*** Opening of Provided records ***

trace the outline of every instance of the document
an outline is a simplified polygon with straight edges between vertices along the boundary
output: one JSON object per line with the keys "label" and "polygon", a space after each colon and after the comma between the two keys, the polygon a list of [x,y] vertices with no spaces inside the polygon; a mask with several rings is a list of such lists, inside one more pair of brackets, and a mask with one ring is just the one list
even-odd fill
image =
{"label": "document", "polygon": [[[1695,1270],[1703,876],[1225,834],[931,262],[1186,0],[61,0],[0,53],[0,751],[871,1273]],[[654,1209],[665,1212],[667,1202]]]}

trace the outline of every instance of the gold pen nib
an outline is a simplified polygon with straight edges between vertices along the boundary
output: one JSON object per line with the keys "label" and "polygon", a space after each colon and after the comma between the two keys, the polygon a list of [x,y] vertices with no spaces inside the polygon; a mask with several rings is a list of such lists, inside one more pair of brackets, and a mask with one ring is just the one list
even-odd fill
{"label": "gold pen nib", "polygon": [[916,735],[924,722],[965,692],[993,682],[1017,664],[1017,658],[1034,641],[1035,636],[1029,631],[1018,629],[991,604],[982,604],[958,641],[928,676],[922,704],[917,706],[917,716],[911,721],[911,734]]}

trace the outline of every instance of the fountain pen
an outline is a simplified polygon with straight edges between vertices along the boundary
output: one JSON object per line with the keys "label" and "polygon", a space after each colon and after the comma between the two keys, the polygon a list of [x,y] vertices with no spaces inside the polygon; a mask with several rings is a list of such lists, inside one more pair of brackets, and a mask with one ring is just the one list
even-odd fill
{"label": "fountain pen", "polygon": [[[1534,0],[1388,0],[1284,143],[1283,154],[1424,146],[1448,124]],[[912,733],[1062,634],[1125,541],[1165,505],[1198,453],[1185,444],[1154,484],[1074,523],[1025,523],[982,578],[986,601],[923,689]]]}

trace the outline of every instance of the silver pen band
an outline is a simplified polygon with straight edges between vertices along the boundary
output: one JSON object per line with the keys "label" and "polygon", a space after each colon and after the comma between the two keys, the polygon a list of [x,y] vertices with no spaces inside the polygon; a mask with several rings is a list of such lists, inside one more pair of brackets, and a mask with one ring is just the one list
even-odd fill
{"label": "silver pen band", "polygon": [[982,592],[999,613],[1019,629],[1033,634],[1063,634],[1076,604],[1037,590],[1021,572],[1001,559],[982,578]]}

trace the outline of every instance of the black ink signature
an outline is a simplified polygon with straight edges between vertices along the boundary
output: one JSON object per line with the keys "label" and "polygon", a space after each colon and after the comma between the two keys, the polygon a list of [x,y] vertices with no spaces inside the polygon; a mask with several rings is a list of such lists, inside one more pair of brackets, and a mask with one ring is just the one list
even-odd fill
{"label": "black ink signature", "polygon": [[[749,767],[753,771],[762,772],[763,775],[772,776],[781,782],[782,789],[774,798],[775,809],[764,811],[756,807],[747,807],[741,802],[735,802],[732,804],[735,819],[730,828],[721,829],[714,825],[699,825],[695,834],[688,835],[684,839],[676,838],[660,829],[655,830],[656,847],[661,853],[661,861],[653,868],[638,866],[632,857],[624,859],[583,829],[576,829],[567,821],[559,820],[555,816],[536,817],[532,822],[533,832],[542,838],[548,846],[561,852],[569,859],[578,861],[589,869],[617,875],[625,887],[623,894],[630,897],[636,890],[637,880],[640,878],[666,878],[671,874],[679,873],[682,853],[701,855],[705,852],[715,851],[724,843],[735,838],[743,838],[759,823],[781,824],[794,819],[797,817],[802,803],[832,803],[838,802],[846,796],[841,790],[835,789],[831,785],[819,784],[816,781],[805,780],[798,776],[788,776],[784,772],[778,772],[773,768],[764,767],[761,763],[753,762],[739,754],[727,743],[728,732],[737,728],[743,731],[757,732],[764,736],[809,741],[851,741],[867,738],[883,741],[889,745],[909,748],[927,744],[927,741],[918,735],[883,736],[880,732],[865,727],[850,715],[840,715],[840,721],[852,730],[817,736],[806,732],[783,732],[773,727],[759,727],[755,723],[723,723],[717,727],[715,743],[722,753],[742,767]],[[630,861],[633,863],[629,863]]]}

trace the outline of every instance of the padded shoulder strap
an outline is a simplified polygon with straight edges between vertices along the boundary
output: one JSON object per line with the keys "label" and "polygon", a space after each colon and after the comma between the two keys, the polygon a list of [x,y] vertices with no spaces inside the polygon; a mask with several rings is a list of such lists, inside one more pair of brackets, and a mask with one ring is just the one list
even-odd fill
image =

*** Close of Provided records ***

== Required work ==
Lines of the listing that include the string "every" are to be counted; state that count alone.

== The answer ==
6